== EXTRACTED TEXT ==
Starting a New Ministry

This week an old friend of mine is leaving a position he has held several years as an associate pastor to become a “preaching pastor” or “senior minister” or whatever it is you call what we do for a living.

While he is doing this he is working on a project for his Doctor of Ministry program. He decided that his thesis would be about “The first 100 days of ministry.” He asked me for my thoughts and resource ideas for his project. His question has had me thinking for two days about him and his ministry. I have been thinking about the advice I have been given through the years. I have been thinking about my ministry experiences. With that in mind, I decided to write a few blog posts about pastors and helpfully you will find this helpful even if you are not a pastor.

My advice for new pastors (and their first 100 days)

1. It will be an incredible and unbelievable adventure. Ministry is unlike any other job simply because you will get to see people at their very best … and at their very worst. In ministry you get to hear stories that make you cry all the time. Sometimes they are tears of job and sometimes they are tears of hurt. Get used to both.

== YOUR GOAL ==
Continue the blog post on a new pastor's first 100 days, picking up after its final sentence.

== PROVIDED RECORDS ==
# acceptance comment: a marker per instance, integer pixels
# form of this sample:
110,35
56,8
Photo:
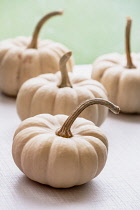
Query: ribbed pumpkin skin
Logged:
20,63
121,83
57,161
41,95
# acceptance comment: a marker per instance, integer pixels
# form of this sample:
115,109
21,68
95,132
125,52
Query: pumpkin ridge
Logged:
97,147
31,134
93,148
31,141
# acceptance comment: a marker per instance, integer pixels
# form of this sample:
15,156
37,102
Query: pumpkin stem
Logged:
33,43
65,81
65,131
129,64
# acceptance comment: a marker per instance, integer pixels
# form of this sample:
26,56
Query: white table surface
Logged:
117,187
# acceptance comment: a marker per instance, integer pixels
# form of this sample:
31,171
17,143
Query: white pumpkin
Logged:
61,151
23,58
120,76
60,93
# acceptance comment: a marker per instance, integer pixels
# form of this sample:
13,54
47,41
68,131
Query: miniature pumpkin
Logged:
23,58
120,76
60,93
61,151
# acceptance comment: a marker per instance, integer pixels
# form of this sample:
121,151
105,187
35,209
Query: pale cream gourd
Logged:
23,58
61,151
120,76
60,93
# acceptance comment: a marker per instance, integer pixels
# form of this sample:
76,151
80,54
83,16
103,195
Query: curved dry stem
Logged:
129,64
65,81
33,43
65,131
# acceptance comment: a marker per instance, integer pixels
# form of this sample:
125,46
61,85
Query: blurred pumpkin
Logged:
120,75
23,58
60,93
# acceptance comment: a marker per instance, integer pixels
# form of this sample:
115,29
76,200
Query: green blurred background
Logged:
88,27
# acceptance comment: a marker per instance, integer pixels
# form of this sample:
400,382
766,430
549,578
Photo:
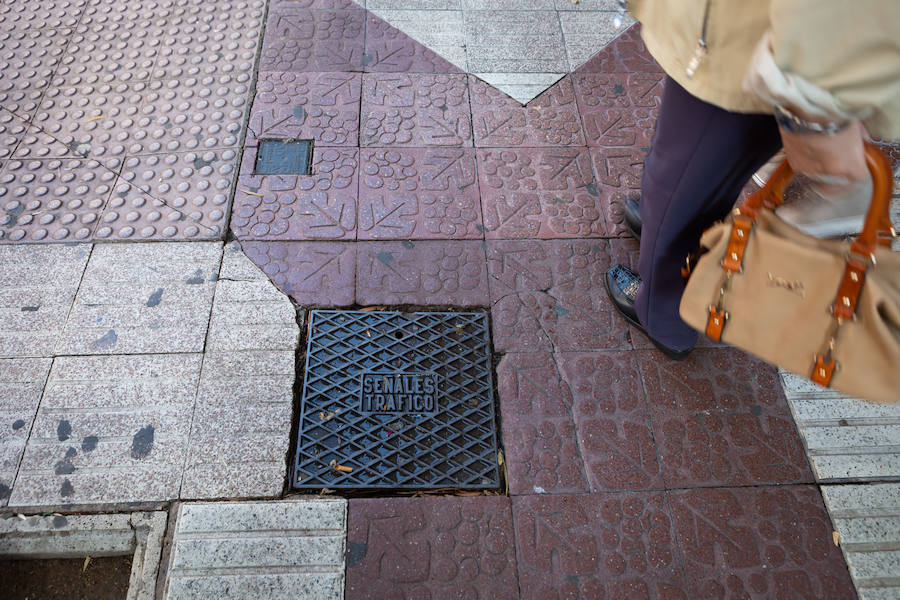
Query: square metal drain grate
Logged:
284,157
397,400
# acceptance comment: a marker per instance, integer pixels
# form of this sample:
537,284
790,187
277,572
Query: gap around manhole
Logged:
397,401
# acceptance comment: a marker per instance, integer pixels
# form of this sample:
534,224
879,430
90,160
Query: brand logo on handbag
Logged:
791,286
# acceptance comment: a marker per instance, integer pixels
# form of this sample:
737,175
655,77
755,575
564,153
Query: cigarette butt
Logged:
342,468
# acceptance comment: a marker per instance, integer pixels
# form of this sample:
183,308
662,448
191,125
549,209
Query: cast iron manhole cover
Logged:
284,157
397,400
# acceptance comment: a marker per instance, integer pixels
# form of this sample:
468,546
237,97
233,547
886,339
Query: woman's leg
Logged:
700,159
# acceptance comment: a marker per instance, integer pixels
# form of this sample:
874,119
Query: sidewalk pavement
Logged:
155,289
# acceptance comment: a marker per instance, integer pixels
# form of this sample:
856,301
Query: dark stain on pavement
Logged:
64,467
107,340
197,279
142,443
154,299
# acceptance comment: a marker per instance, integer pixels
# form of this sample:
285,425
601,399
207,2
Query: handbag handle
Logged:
878,228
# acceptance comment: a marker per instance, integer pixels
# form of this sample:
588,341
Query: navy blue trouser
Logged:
699,161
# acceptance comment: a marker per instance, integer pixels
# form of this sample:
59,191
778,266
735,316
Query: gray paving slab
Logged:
37,286
529,46
242,421
514,41
143,298
74,536
440,31
22,381
585,32
867,517
110,429
846,439
521,86
288,549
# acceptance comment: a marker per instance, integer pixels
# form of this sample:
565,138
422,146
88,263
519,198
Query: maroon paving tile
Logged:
539,193
539,436
312,273
600,546
619,109
320,106
550,295
327,4
390,50
619,172
759,543
321,206
416,109
720,418
613,423
439,272
551,119
627,53
419,194
431,548
298,39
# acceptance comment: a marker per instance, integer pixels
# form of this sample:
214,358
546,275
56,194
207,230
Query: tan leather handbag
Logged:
828,310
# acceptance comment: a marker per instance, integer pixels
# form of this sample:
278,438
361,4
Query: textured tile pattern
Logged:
763,542
321,206
143,298
37,286
421,273
312,273
419,194
401,109
267,550
720,418
597,546
110,429
242,417
430,548
319,106
550,295
22,380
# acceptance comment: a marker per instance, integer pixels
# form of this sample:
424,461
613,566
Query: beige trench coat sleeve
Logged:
849,49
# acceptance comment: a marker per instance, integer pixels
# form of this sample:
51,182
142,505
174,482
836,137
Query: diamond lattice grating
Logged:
405,400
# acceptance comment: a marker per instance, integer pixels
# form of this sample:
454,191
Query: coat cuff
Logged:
776,87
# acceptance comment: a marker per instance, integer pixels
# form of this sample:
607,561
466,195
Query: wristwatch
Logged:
794,124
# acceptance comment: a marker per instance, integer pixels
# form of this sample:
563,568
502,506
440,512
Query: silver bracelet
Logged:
794,124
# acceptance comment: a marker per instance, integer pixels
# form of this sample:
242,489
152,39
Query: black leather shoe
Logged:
632,214
622,285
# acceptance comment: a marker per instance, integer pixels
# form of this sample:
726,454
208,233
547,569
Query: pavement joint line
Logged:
140,187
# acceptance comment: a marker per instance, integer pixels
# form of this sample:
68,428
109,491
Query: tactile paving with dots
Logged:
54,199
397,400
180,195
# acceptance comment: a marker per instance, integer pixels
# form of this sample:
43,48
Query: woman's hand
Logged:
833,161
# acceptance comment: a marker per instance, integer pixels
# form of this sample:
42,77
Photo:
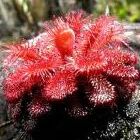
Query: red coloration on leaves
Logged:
60,85
72,48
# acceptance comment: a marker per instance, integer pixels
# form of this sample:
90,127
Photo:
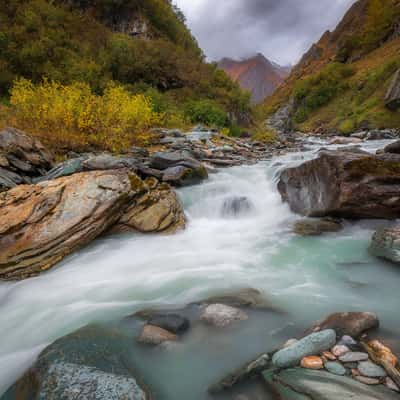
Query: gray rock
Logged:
335,367
174,323
67,381
242,374
221,315
386,244
371,370
353,356
94,363
353,324
312,344
301,384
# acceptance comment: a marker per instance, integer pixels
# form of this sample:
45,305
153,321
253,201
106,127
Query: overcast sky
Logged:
280,29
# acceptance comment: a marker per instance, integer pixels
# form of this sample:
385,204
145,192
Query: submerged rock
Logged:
174,323
155,335
353,324
93,364
246,372
301,383
348,184
386,244
312,344
22,158
236,206
221,315
315,227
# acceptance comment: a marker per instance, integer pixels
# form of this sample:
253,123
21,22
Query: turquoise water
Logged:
116,276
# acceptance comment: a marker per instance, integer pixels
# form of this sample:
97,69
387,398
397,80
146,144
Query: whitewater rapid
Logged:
116,276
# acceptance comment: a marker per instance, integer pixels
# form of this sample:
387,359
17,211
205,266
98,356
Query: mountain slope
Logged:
340,83
256,74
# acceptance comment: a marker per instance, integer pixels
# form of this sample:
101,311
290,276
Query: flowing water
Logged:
116,276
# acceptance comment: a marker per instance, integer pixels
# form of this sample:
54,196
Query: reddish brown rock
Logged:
312,362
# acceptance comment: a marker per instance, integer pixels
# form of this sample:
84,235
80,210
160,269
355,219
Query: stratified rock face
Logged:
386,244
21,158
301,383
155,211
392,98
93,364
41,224
349,184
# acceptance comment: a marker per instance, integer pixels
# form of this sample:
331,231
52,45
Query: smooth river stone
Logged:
312,344
340,350
371,370
354,357
335,368
312,362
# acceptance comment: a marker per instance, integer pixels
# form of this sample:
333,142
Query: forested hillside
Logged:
128,50
341,82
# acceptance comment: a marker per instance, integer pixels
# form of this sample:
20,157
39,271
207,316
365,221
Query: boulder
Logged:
392,98
393,148
315,227
310,345
345,140
348,184
236,206
244,373
386,244
154,335
73,367
174,323
157,210
221,315
41,224
353,324
301,383
90,162
21,158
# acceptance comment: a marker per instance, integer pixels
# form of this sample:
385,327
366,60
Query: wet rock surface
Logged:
348,184
41,224
386,244
93,363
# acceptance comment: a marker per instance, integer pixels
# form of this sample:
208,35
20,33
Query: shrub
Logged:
75,113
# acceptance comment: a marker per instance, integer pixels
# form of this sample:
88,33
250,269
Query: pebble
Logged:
391,385
354,357
367,381
335,368
329,356
312,362
371,370
289,343
347,341
340,350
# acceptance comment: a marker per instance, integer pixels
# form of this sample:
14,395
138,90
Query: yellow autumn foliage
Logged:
73,113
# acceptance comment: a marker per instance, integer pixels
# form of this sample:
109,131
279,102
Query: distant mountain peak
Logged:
256,73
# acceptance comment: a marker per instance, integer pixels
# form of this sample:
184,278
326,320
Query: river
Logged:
116,276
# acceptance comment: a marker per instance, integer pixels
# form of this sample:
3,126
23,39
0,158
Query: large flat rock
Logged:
349,184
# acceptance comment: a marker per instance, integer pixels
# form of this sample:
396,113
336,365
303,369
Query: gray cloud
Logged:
280,29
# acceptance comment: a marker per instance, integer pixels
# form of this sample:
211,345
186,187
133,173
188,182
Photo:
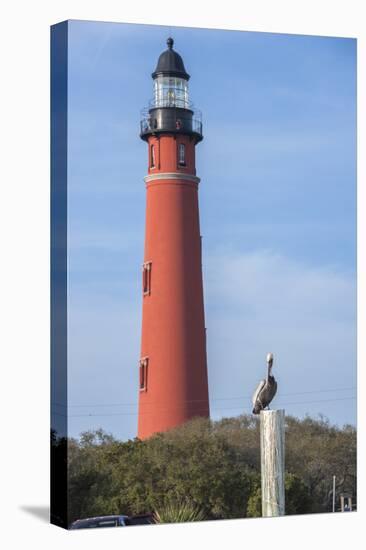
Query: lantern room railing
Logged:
175,122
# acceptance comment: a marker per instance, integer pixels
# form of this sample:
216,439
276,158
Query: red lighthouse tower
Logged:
173,385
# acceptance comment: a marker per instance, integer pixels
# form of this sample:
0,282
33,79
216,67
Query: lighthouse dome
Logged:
170,63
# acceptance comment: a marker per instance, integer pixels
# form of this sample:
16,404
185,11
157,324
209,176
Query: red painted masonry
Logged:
173,385
173,325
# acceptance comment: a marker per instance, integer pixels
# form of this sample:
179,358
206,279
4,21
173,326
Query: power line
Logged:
135,403
198,411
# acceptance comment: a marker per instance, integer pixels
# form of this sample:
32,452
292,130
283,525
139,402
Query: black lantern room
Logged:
170,110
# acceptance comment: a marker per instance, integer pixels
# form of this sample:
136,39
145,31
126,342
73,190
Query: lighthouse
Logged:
173,385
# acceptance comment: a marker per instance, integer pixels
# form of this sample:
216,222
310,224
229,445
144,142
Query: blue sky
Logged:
277,208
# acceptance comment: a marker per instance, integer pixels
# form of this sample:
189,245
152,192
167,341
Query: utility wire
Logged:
161,410
135,403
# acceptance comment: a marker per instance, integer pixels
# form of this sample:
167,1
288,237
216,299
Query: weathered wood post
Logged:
272,429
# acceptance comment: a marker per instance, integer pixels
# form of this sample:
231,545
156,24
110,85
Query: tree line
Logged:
212,466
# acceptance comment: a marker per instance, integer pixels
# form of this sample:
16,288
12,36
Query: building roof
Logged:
170,63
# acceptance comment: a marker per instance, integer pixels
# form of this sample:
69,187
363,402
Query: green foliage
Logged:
179,512
213,466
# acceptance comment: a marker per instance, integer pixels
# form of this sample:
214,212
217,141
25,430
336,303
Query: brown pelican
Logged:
266,389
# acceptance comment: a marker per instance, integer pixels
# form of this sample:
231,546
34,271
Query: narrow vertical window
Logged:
144,363
146,278
182,154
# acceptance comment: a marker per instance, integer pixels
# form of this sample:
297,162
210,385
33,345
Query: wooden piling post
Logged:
272,429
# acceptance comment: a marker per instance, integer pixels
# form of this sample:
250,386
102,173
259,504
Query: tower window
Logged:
146,278
182,154
144,363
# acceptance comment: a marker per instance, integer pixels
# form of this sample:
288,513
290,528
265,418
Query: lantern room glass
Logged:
171,92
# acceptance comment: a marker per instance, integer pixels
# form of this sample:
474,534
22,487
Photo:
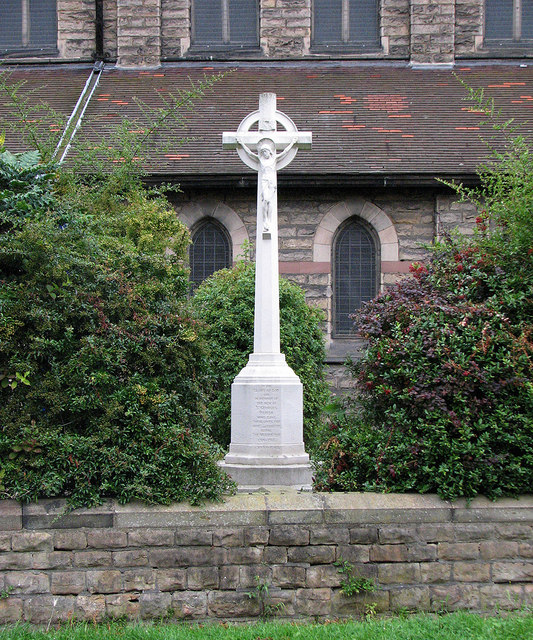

== RESPONSE AREA ==
2. Be careful of the people who are the happiest to see you. They probably have an agenda and will be the first to leave. This has been true for me without exception.

3. Anyone who talks bad about their last pastor will eventually talk bad about you. This is true of any place you work. People who talk bad about others will eventually set their sights on you.

4. Those who have been carrying the load the longest will want to drop it on you. In every Church I have come to serve there have been a group of people who were serving selflessly for years. I thought I would have their support and I would be able to launch new ministries without worrying about their area of service. That has rarely been the case. Many who have served for a long time are tired and ready to give the new guy their load – whether he wants it or not.

5. Love your family and take time off. And do not feel guilty about it!! People expect their pastor to be at the office, hospital, funeral home or on call for every one of their times of crisis. In the early years I tried to make everyone happy and be at their beck and call 24/7. Now I just tell people I am busy. My family is my greatest ministry and I need to schedule time for them. Also, if I am worn out and tired all the time from working then I will not be much good to anyone.

6. Pray. I know this goes without saying. But when you start a new ministry you are will be busy, busy, busy. There is a natural tendency to want to fix everything wrong with the Church yourself. Remember – it is the Lord’s body and he is in control.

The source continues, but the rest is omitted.